-- Material shown --
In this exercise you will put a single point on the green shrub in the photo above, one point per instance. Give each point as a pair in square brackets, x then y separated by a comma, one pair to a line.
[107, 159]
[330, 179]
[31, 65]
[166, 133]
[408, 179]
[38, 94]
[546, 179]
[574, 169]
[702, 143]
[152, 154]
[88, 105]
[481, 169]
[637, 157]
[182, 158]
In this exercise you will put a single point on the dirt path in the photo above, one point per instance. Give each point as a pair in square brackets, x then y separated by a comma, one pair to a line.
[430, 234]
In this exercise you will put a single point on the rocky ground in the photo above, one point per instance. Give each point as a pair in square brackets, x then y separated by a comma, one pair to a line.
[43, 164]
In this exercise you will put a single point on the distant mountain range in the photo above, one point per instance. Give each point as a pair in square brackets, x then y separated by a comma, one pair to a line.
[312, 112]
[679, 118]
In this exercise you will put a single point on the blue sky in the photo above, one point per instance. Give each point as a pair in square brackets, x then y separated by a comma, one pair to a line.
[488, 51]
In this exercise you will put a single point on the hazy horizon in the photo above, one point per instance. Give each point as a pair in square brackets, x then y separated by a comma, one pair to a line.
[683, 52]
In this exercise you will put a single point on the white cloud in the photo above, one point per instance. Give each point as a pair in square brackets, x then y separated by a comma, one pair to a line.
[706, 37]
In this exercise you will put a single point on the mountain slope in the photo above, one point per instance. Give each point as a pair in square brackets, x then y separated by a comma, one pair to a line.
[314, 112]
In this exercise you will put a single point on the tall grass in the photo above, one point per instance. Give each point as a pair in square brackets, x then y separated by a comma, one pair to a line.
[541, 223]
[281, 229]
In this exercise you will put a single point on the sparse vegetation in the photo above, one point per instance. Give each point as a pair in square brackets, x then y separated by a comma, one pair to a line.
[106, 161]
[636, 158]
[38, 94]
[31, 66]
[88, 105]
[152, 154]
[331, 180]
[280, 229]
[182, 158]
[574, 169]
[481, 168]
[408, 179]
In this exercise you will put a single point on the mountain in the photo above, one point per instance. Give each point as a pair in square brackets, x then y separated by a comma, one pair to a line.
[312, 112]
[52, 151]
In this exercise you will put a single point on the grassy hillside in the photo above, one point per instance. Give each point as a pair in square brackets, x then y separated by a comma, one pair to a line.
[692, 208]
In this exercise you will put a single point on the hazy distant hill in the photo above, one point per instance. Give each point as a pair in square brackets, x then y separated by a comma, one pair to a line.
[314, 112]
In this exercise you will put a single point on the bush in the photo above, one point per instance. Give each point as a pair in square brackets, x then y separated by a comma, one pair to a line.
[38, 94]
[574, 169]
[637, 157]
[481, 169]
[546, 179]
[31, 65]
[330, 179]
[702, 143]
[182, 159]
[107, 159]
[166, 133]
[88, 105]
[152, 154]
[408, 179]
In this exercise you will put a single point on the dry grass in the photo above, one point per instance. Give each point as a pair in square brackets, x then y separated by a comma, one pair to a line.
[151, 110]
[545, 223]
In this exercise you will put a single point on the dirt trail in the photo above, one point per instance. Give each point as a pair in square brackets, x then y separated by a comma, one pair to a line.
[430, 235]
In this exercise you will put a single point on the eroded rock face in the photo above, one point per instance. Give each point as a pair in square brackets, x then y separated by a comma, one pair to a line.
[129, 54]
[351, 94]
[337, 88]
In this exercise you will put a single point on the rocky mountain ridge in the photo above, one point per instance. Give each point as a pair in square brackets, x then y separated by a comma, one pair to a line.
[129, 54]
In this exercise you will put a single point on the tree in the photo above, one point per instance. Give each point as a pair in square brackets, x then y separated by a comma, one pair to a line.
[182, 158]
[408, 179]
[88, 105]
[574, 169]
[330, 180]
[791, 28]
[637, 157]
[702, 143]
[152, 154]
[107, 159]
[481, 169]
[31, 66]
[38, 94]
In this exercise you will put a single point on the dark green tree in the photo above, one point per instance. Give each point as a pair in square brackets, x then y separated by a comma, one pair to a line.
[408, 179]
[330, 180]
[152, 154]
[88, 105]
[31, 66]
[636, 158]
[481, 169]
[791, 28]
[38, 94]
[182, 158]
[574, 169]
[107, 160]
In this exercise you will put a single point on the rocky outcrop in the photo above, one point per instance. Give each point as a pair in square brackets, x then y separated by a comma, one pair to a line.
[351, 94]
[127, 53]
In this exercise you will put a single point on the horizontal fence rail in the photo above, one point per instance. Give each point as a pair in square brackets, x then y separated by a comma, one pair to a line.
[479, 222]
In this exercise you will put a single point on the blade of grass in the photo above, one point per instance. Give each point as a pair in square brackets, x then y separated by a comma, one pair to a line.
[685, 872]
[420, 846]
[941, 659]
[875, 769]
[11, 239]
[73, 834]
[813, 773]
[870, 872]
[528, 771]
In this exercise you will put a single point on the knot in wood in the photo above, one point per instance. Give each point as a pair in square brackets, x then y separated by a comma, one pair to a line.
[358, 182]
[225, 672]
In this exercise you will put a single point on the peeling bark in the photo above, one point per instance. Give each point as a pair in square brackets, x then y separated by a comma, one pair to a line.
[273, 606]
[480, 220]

-- Instructions for the task --
Update the data by changing every "one pair to a line" to "one pair per line" and leaving the rest unaltered.

-- Answer --
In this exercise you will put a single point on the green shrub in the photo above, one point per instance. Give each point as a pair in square brackets, x then y separated by a comma, one pair per line.
[107, 159]
[330, 179]
[31, 65]
[166, 133]
[408, 179]
[38, 94]
[546, 179]
[574, 169]
[702, 143]
[152, 154]
[88, 105]
[481, 169]
[637, 157]
[182, 158]
In this exercise you will put a single point on the dirt path in the photo above, one point per instance. Give each point as a pair in square brackets, x then y separated by a comma, one pair per line.
[430, 234]
In this exercise you will put a single point on the rocky ground in the photo above, one point per instance. Give each point as a pair in square brackets, x then y separated by a comma, one pair per line.
[43, 164]
In this exercise you will put a single point on the distant mountain range in the photo above, one point per instance. Give each point as a pair in square brackets, x then y separated by a comma, one pair per line.
[312, 112]
[679, 118]
In this exercise you will put a single point on the blue sky in the photo above, one point per instance. Give each point as a pair in square brackets, x then y separated by a comma, one pair per line.
[488, 51]
In this exercise you will put a single point on the hazy horizon in the photo above, one point per instance. Give each point as a pair in square brackets, x then y separated by a comma, one pair per line.
[683, 52]
In this exercise you will put a single point on the white cloud in the photo above, one point per instance. Give each point as a pair in square brackets, x then y separated by a comma, one pair per line.
[706, 37]
In this exercise you will put a single point on the mountain slope in the photo above, one point per instance. Give each point as a pair in square brackets, x then y separated by a comma, one pair per line.
[314, 112]
In this exercise you will put a single point on the tall grass in the photo above, one point per instance. Give each point as a pair in square brackets, x then y separated by a comma, one pair per line.
[541, 223]
[281, 229]
In this exercise you will put a single point on the sparse vegetation in the photo above, one point per instance. Give each point as a pair in square brackets, x then y separated by a comma, one pair per line.
[106, 161]
[636, 158]
[38, 94]
[31, 66]
[88, 105]
[152, 154]
[331, 180]
[280, 229]
[182, 158]
[574, 169]
[481, 168]
[408, 179]
In this exercise you will put a single point on the mountain in the photo above, one point per instance. Give each point as a pair in square brackets, x then y separated by a comma, one pair per line.
[312, 112]
[52, 151]
In this exercise you will put a single point on the grassy hillside in the photo above, one point per instance. Give each point as a pair in square brackets, x then y separated by a comma, one pair per line.
[692, 208]
In this exercise you will put a single point on the hazy distant hill in the photo above, one point per instance. Give each point as a pair in square brackets, x then y separated by a comma, one pair per line.
[314, 112]
In this exercise you will put a single point on the bush in the photo above, one point per instance. Give each point as a pair in square brackets, x then y separated by a comma, one pair per line.
[38, 94]
[574, 169]
[637, 157]
[481, 169]
[546, 179]
[31, 65]
[330, 179]
[702, 143]
[182, 159]
[107, 159]
[166, 133]
[88, 105]
[152, 154]
[408, 179]
In this exercise you will put a single point on the dry grass in the photo above, one point per instance. Give each point as a pair in square brackets, x then y separated by a comma, one pair per line.
[151, 110]
[545, 223]
In this exercise you will put a single point on the dirt trail in the photo above, one point per instance. Give each point as a pair in square brackets, x then y separated by a comma, one pair per line.
[430, 235]
In this exercise you will put a single point on the eroded rock face in the photo above, one point per instance. Give each point as a pair in square brackets, x then y separated by a comma, one pair per line.
[129, 54]
[351, 94]
[337, 88]
In this exercise you will put a single point on the rocky mountain ridge in the photo above, one point per instance. Give each point as a pair in square brackets, x then y separated by a comma, one pair per line.
[129, 54]
In this exercise you will put a single point on the tree in the photo above, one point per instance. Give each point as a pair in square brackets, x then y separated by a comma, one pair per line.
[182, 158]
[408, 179]
[88, 105]
[574, 169]
[330, 180]
[791, 28]
[637, 157]
[702, 143]
[152, 154]
[107, 159]
[481, 169]
[31, 66]
[38, 94]
In this exercise you will put a single point on the dark green tree in the photo above, one point per instance. Give each point as a pair in square brackets, x then y separated by a comma, one pair per line.
[408, 179]
[330, 180]
[152, 154]
[88, 105]
[31, 66]
[636, 158]
[481, 169]
[791, 28]
[38, 94]
[182, 158]
[574, 169]
[107, 160]
In this exercise you will put a single point on the rocky outcrop in the photo above, one point per instance. Give each point as a pair in square brackets, x then y separated by a comma, one pair per line.
[351, 94]
[127, 53]
In this exercise you will put a single point on the horizontal fence rail in the photo above, one point per instance. Give each point as a pair in square brackets, x then y separated by a comma, one pair per line.
[479, 222]
In this exercise you will put a single point on the blade of grass in the photo above, one point per instance. Give each point as a pair in square brackets, x then y separated by a comma, one pair per line.
[685, 872]
[420, 846]
[941, 659]
[875, 769]
[11, 239]
[73, 834]
[813, 773]
[870, 872]
[528, 771]
In this exercise you will put a single point on the knot in wood in the photo above, one point per instance. Give each point as a pair in square brackets, x then y separated by a comma, one pair per line.
[358, 182]
[225, 672]
In this exercise you will put a single point on the peeling bark in the photo above, one point per instance. Give each point as a pair in square brackets, x then y separated by a comma, one pair per line.
[273, 606]
[480, 220]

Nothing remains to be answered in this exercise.